-- Task data --
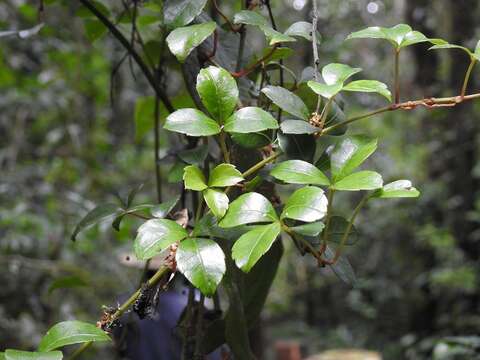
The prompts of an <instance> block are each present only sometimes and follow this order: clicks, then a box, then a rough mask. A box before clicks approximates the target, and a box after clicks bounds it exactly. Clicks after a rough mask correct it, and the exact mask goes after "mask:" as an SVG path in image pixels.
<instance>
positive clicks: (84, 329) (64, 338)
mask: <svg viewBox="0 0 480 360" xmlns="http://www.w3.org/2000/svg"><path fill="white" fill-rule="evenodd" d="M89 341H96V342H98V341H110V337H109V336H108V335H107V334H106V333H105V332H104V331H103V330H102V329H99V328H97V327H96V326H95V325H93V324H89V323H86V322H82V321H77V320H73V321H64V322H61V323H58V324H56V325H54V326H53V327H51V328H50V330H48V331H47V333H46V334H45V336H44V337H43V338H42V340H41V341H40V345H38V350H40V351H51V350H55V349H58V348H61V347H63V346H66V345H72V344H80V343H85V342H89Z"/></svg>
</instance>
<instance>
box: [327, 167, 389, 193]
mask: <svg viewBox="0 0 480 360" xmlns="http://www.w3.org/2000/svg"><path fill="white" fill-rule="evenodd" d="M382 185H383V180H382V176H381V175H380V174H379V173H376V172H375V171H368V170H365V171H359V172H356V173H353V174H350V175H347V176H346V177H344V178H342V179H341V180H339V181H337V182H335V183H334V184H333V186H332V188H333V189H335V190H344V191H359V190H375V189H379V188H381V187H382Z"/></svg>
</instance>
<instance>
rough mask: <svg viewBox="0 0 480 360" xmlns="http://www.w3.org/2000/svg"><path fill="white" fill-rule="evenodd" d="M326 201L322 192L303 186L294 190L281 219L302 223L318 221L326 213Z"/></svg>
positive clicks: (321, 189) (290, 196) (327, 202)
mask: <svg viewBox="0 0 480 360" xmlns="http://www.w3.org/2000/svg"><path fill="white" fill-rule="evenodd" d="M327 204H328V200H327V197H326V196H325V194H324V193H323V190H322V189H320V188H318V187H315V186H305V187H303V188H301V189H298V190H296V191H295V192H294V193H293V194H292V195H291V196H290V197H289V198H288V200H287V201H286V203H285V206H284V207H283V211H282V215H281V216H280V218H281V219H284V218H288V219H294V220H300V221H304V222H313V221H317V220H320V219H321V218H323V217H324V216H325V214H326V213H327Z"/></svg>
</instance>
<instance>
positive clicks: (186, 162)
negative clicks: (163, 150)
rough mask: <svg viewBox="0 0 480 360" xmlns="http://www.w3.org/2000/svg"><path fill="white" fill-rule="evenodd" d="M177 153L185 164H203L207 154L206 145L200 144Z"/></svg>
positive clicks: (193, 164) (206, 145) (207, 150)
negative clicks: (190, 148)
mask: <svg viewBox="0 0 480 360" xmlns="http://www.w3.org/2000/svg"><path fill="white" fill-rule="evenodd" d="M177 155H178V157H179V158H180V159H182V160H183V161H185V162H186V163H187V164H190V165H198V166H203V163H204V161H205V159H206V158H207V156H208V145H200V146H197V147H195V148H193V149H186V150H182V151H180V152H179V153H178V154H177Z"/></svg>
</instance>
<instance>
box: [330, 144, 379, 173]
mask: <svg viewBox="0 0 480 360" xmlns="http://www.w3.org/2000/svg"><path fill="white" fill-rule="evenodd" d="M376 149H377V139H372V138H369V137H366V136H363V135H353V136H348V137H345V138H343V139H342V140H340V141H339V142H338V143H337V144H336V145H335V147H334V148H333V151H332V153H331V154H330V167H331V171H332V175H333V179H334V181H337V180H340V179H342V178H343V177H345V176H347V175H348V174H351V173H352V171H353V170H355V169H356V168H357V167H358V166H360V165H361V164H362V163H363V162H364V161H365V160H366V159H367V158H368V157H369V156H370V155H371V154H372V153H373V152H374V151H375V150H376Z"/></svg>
--
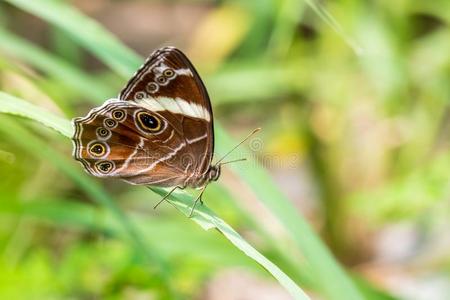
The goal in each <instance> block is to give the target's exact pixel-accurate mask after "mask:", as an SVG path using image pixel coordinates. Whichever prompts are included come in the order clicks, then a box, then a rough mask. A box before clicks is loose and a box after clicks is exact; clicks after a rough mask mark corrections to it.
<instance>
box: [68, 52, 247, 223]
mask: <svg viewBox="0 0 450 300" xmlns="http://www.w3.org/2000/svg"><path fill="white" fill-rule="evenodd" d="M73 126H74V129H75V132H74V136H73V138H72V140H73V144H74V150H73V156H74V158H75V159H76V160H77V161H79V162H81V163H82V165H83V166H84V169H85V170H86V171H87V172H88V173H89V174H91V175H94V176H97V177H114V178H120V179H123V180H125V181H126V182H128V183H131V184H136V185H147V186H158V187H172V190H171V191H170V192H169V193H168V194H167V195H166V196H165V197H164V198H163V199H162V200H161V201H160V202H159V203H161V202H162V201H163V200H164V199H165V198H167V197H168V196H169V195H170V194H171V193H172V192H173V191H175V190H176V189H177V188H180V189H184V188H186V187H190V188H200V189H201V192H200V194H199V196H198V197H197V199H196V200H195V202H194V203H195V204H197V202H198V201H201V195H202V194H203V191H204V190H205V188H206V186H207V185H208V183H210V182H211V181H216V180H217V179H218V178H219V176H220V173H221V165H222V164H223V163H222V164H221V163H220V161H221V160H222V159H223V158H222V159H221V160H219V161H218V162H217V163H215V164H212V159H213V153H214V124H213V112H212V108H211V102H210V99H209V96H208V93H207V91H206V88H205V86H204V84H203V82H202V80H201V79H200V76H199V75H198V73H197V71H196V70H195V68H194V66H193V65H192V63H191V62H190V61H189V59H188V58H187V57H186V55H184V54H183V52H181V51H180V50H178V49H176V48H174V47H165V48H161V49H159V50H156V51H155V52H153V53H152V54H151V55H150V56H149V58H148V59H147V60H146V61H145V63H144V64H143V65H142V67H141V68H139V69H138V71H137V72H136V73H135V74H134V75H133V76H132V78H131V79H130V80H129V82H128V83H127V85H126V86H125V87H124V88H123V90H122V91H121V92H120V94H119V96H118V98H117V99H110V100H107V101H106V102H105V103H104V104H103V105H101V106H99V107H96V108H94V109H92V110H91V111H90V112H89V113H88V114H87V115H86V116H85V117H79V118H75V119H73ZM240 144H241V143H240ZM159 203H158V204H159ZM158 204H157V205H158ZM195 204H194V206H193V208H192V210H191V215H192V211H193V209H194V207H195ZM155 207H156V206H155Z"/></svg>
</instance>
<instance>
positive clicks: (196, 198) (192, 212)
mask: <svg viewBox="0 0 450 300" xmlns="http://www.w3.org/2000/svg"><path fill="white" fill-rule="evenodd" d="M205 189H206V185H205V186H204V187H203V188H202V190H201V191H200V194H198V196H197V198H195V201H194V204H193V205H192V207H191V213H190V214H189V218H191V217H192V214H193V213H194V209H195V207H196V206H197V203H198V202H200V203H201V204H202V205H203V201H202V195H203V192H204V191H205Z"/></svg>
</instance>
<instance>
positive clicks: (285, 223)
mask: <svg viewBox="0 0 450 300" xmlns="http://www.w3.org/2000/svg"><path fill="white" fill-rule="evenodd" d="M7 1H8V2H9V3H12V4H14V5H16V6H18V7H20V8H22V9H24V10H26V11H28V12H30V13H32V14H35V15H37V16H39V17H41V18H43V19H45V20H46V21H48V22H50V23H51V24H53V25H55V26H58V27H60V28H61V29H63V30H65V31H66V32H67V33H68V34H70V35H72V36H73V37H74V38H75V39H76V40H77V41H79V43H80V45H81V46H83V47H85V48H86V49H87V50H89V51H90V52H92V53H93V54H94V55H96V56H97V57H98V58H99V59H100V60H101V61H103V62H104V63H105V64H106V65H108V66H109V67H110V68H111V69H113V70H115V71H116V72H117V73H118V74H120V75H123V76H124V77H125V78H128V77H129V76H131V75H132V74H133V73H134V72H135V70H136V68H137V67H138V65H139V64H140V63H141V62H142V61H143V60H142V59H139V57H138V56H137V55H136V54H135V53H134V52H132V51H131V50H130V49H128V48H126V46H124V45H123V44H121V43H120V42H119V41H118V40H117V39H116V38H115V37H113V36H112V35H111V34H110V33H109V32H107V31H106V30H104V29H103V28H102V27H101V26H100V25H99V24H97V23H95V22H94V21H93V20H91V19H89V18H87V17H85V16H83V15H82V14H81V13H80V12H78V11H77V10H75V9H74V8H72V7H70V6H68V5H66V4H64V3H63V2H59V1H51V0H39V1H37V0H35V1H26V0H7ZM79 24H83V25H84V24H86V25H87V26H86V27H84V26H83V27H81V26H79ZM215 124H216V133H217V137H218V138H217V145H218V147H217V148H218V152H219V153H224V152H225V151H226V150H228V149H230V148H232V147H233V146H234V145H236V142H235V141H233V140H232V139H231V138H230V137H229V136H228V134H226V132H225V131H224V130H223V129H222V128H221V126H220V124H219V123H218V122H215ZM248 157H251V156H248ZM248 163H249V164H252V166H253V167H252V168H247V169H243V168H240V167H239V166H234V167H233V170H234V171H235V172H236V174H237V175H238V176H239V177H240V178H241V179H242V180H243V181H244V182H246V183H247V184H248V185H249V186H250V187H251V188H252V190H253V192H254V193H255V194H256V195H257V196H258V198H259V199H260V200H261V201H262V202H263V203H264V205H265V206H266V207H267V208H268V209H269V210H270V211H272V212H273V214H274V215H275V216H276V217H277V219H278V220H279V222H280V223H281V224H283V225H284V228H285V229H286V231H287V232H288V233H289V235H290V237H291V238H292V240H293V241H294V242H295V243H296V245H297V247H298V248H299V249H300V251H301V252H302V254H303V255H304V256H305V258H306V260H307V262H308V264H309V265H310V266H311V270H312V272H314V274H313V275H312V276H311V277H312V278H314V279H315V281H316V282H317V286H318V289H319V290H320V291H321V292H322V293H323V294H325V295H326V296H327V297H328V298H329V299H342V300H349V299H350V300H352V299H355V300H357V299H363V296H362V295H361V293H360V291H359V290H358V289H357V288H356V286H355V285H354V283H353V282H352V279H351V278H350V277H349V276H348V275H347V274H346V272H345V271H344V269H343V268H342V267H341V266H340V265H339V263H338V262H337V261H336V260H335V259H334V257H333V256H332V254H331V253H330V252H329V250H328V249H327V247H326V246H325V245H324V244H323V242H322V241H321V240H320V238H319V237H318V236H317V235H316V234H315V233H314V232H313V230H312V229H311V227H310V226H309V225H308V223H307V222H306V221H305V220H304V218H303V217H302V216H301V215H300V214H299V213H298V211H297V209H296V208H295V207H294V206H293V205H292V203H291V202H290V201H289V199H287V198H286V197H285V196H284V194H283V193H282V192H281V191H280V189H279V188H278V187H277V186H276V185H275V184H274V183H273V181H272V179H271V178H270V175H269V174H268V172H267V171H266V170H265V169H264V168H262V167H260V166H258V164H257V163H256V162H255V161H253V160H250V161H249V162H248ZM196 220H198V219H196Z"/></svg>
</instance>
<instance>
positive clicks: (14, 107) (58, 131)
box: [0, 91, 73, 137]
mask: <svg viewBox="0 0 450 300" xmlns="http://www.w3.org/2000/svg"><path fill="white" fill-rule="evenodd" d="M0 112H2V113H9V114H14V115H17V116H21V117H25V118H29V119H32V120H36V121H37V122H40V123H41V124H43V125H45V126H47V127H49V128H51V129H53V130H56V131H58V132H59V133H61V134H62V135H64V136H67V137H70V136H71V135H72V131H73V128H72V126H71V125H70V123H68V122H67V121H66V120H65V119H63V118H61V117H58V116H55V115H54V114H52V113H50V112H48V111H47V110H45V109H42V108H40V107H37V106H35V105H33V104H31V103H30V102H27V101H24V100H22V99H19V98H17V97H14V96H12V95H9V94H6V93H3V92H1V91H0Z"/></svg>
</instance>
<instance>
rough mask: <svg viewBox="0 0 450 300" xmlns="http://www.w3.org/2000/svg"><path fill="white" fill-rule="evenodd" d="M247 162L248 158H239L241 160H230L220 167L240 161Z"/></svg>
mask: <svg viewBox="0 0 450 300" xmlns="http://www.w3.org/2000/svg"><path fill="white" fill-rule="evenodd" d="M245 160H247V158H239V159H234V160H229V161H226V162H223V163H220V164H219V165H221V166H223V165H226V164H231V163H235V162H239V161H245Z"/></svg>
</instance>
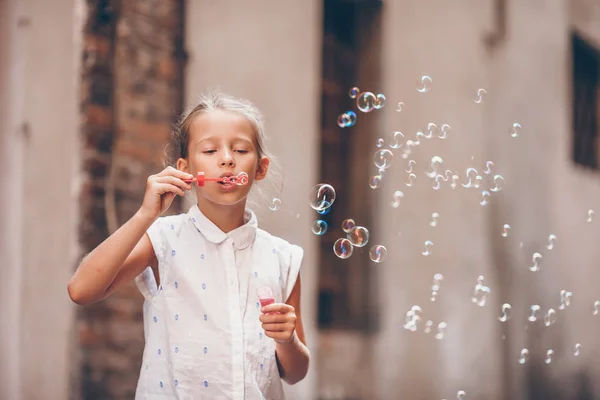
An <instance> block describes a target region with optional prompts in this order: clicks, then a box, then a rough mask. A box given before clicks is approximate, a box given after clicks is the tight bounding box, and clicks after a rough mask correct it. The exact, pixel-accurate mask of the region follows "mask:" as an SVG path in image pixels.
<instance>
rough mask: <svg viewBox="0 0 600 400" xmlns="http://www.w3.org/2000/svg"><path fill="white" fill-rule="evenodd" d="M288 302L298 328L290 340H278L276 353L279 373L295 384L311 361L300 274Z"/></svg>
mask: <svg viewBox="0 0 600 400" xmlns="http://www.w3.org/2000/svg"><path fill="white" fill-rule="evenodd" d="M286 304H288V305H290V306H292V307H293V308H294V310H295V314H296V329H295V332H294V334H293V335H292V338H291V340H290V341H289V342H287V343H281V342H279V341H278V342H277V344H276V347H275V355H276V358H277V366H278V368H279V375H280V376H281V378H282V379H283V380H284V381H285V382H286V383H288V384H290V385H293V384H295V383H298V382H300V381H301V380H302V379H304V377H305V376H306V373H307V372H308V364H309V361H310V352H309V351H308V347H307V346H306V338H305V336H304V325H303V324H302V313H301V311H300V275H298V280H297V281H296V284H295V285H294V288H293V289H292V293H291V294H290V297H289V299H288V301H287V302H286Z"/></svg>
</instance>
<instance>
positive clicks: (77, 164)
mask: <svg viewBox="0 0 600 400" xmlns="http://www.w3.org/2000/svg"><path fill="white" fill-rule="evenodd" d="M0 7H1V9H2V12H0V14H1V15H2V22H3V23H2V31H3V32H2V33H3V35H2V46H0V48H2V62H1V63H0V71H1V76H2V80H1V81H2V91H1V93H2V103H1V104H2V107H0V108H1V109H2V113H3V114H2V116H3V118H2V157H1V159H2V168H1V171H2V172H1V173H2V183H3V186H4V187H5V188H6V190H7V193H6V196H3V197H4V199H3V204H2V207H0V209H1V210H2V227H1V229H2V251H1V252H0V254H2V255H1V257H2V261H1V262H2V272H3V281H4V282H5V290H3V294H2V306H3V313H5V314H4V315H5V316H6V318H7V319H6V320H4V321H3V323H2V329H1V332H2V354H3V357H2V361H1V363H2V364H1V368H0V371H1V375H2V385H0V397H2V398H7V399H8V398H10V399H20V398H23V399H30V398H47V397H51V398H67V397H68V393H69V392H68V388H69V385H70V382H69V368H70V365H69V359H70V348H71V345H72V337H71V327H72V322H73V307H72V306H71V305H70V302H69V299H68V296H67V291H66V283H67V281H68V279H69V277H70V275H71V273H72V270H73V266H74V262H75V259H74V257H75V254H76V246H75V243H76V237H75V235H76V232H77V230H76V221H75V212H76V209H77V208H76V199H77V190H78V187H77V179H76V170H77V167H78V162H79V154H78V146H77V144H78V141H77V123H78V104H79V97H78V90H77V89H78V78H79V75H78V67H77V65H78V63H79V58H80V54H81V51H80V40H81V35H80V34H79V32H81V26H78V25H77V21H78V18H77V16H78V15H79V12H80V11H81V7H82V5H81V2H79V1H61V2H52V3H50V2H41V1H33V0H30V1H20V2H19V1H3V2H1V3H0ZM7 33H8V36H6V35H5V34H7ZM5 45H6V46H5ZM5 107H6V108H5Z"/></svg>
* * *
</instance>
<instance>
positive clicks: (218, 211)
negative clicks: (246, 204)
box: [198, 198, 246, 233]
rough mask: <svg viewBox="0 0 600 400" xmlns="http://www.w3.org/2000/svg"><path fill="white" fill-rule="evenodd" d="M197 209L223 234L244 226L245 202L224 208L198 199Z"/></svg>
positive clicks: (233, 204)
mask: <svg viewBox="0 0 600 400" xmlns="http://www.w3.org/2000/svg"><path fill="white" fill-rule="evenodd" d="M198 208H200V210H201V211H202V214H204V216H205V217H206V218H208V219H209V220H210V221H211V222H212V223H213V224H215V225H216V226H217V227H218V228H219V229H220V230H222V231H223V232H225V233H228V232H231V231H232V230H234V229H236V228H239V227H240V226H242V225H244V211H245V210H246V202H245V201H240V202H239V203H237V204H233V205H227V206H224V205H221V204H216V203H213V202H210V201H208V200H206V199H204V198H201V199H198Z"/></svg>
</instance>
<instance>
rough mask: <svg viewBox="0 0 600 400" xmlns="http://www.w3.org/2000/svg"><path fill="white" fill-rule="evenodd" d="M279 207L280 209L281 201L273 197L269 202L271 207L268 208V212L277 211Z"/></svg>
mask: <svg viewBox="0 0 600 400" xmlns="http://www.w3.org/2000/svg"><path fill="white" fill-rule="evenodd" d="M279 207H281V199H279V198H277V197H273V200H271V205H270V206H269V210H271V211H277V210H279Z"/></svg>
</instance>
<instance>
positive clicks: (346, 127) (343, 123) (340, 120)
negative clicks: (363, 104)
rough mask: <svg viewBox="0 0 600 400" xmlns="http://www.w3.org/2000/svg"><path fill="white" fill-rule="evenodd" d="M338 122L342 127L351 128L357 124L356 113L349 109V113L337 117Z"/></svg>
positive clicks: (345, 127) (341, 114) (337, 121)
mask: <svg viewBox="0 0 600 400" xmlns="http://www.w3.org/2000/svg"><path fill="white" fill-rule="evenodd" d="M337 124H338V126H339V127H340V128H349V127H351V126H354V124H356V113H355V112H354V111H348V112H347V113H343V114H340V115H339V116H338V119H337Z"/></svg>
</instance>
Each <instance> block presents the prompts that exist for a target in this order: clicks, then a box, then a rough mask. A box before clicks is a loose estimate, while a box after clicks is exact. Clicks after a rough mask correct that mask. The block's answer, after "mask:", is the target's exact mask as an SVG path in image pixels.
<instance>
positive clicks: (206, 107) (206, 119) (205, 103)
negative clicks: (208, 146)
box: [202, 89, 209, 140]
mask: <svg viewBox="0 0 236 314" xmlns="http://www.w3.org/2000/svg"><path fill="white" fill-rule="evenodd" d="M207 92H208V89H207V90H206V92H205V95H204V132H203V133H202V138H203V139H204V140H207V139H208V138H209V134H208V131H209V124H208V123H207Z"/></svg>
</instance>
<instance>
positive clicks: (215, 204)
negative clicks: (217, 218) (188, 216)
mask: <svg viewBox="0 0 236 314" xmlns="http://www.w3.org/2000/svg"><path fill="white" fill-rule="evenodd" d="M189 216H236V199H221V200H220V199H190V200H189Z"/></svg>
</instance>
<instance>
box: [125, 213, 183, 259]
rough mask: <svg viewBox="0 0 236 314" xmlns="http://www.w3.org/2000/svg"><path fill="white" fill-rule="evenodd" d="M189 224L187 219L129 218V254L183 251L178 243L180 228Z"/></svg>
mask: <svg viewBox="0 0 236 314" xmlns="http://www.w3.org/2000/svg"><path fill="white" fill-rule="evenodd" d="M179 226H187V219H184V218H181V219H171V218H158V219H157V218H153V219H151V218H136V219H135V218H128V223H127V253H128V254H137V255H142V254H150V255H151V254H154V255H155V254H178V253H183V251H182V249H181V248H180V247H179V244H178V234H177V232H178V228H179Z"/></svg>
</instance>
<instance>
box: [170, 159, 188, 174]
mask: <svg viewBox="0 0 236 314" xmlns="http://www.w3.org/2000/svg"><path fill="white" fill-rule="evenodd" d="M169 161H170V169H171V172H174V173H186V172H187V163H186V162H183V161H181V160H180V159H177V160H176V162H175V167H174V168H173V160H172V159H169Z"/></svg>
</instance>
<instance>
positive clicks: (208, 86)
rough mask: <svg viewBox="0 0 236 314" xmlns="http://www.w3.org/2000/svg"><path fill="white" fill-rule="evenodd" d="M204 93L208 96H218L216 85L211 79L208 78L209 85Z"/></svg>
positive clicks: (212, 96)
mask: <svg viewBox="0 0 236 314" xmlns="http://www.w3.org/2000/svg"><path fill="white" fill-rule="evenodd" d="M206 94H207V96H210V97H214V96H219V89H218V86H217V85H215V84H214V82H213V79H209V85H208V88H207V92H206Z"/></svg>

-- Assigned task --
Referring to the material above, set down exactly the lines between the line with "207L280 209L281 201L273" and the line with "negative clicks: (208, 146)", inclusive, and no other lines.

-- Response box --
rough mask: <svg viewBox="0 0 600 400" xmlns="http://www.w3.org/2000/svg"><path fill="white" fill-rule="evenodd" d="M279 207L280 209L281 201L273 197L269 202L271 207L268 208V212L277 211Z"/></svg>
mask: <svg viewBox="0 0 600 400" xmlns="http://www.w3.org/2000/svg"><path fill="white" fill-rule="evenodd" d="M279 207H281V199H279V198H277V197H273V200H271V205H270V206H269V210H271V211H277V210H279Z"/></svg>
</instance>
<instance>
positive clicks: (346, 127) (343, 123) (340, 120)
negative clicks: (363, 104)
rough mask: <svg viewBox="0 0 600 400" xmlns="http://www.w3.org/2000/svg"><path fill="white" fill-rule="evenodd" d="M338 122L342 127L351 128L357 124L356 113L349 109V113L337 117Z"/></svg>
positive clicks: (345, 127) (341, 114) (337, 121)
mask: <svg viewBox="0 0 600 400" xmlns="http://www.w3.org/2000/svg"><path fill="white" fill-rule="evenodd" d="M337 124H338V126H339V127H340V128H349V127H351V126H354V124H356V113H355V112H354V111H348V112H347V113H343V114H340V115H339V116H338V119H337Z"/></svg>
</instance>
Each <instance> block presents the prompts that exist for a target in this order: clicks, then a box, then a rough mask. A box before clicks is a loose estimate, while a box after clicks is exact. Clicks after a rough mask correct that mask. The block's answer, after "mask:", is the target's exact mask as an SVG path in image pixels.
<instance>
positive clicks: (206, 107) (206, 119) (205, 103)
negative clicks: (208, 146)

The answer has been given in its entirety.